_TASK STATEMENT_
Retype, without changes, every line from the line that contains "# tag a point" through the final line of the records. Exclude pictures.

**** GIVEN RECORDS ****

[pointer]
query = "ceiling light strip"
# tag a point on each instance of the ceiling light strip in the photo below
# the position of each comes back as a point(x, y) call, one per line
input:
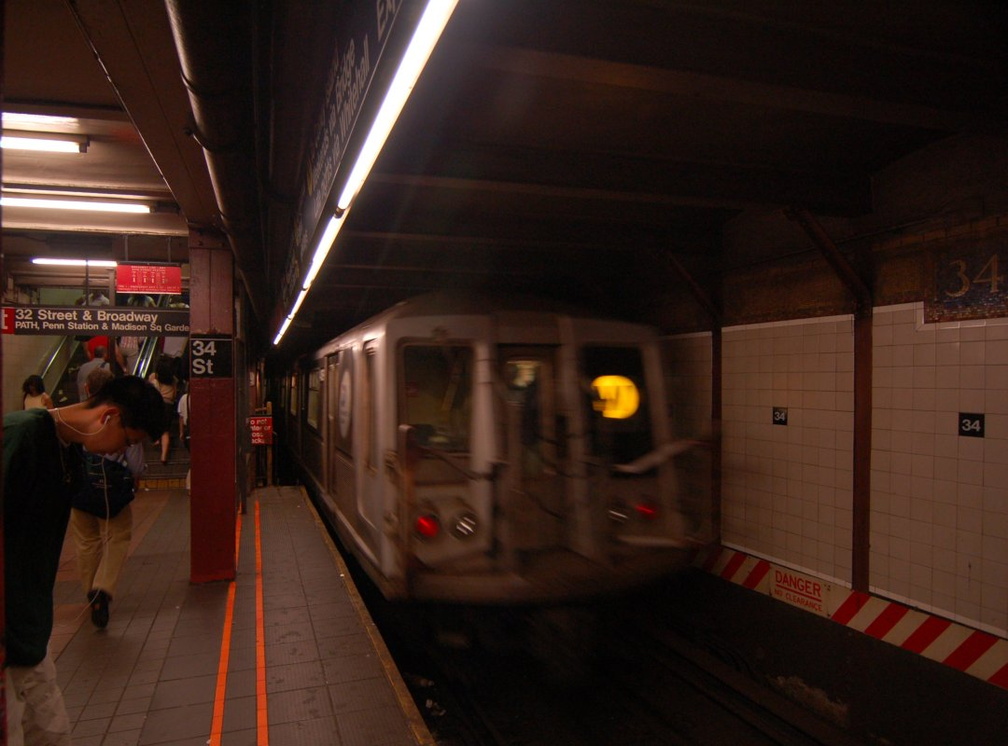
point(80, 205)
point(74, 262)
point(43, 144)
point(428, 31)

****

_EXPECTED OUTPUT_
# tag a point on each instance of the ceiling light strip in the photo below
# the position of each comes back as a point(x, y) call, one per line
input:
point(80, 205)
point(74, 262)
point(43, 144)
point(428, 31)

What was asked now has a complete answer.